** YOUR TASK **
Please identify each line below that contains the word "positive" and copy all of those lines in full.

Extracted records
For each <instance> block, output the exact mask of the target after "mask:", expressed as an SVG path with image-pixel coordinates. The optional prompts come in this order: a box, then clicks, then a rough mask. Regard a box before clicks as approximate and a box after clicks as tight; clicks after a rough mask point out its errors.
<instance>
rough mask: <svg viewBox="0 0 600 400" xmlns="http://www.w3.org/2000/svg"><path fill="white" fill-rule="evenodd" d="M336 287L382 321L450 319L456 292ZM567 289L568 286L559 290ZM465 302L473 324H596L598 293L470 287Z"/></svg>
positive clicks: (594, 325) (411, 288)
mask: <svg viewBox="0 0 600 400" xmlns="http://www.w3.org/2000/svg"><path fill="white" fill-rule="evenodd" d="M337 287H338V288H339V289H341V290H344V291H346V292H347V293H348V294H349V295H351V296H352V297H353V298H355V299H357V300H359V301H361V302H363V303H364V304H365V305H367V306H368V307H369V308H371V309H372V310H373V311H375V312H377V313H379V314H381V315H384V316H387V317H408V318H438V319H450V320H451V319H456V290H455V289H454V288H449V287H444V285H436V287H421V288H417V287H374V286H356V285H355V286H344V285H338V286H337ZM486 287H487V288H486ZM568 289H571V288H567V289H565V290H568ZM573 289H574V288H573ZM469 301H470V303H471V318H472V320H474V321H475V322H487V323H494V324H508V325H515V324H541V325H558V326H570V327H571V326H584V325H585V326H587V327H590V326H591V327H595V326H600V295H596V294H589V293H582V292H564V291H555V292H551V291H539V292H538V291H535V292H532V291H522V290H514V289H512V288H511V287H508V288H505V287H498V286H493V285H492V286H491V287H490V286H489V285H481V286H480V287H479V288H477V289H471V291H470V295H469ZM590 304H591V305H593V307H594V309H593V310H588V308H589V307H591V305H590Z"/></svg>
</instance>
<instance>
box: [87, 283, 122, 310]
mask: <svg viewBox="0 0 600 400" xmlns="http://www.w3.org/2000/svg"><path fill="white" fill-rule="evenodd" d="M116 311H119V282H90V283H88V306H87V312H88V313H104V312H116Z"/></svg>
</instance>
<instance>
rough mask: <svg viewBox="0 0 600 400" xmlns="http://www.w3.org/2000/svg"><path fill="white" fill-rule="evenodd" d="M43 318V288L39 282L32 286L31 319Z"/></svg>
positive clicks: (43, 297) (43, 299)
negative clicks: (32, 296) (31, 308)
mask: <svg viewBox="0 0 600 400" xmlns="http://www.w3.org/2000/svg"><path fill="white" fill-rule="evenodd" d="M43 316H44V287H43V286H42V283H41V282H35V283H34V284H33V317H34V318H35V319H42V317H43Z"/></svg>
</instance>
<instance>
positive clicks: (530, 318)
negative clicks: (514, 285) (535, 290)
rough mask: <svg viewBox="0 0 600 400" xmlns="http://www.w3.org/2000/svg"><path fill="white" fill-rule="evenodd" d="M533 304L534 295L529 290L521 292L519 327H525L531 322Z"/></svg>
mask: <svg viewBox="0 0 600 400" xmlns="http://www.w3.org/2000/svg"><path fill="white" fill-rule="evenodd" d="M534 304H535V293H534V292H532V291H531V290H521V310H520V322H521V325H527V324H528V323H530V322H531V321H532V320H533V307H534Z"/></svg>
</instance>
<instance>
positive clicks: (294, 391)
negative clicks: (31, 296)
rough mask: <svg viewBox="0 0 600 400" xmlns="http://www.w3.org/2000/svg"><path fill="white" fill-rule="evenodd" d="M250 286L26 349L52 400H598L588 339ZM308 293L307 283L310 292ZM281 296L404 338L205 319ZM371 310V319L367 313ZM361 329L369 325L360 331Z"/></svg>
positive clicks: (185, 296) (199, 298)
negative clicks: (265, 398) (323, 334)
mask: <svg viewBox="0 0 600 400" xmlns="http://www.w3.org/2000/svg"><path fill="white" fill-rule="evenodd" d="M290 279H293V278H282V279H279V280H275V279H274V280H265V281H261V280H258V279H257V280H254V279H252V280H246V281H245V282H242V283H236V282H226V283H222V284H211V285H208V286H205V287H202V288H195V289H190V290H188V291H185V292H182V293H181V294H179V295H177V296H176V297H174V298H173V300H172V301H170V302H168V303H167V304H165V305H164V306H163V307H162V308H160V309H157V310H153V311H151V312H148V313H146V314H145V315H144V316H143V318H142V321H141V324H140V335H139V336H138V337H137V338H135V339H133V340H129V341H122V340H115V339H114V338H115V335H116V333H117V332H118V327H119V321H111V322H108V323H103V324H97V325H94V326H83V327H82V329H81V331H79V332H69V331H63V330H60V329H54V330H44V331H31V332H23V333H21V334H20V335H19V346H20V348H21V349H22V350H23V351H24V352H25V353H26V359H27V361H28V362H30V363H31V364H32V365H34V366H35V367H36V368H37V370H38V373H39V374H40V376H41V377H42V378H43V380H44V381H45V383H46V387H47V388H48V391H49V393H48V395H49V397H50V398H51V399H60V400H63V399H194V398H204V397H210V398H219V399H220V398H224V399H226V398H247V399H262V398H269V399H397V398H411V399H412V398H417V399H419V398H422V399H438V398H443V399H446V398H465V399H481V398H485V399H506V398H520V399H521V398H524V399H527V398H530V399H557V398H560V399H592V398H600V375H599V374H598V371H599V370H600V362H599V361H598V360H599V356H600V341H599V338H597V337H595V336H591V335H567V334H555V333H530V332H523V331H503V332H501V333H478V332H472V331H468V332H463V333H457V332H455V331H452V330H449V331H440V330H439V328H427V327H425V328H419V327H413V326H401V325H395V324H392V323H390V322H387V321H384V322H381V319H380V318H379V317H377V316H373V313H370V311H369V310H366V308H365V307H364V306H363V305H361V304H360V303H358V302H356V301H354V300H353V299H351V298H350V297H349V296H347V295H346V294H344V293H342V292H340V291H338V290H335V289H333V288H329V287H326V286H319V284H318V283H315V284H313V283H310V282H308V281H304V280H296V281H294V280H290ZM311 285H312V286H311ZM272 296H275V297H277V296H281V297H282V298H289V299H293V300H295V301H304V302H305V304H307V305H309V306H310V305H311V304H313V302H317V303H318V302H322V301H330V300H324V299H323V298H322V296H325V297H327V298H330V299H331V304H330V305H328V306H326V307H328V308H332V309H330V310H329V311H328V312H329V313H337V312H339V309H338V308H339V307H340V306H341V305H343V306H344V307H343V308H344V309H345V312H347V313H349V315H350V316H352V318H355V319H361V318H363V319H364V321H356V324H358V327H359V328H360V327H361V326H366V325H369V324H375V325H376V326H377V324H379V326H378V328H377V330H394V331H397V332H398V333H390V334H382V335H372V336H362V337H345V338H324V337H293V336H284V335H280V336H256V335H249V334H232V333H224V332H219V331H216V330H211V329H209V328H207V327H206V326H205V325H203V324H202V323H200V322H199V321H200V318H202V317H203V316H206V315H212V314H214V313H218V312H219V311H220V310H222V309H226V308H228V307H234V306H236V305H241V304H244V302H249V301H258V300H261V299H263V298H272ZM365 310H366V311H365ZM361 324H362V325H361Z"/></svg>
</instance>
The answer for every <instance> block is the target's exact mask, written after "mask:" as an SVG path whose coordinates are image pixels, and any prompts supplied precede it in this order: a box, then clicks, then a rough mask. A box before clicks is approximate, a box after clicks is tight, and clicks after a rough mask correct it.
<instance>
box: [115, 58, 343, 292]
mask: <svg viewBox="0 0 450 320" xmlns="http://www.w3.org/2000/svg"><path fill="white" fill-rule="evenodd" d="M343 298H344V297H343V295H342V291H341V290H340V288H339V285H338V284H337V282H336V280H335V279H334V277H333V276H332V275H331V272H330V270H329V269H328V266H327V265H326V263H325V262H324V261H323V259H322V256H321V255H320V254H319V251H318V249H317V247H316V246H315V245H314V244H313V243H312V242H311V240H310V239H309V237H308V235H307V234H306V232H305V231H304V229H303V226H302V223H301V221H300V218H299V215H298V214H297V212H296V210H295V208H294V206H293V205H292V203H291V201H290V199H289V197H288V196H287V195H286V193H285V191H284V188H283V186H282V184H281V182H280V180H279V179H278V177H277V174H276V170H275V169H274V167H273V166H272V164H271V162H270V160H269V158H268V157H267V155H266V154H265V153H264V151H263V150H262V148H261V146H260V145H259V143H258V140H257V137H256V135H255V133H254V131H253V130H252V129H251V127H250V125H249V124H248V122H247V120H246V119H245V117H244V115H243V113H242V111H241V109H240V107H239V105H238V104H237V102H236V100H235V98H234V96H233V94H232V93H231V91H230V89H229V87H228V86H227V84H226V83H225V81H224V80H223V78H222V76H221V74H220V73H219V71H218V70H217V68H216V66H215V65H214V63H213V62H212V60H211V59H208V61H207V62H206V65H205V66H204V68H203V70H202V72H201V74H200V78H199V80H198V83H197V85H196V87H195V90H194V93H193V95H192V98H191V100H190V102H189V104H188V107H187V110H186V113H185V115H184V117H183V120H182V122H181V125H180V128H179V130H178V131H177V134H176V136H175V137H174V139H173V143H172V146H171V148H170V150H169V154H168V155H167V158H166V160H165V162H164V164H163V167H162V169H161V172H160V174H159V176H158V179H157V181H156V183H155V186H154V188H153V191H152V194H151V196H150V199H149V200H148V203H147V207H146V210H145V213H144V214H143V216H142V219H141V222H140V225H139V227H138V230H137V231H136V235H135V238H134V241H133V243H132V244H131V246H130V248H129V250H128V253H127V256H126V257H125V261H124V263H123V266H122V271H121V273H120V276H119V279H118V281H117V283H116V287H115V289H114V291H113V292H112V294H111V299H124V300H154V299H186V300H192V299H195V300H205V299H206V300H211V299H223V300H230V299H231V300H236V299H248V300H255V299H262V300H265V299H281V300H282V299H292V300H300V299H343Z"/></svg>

** WRITTEN SOLUTION **
positive clicks: (594, 325) (411, 288)
positive clicks: (43, 297) (43, 299)
positive clicks: (530, 318)
positive clicks: (294, 391)
positive clicks: (185, 296) (199, 298)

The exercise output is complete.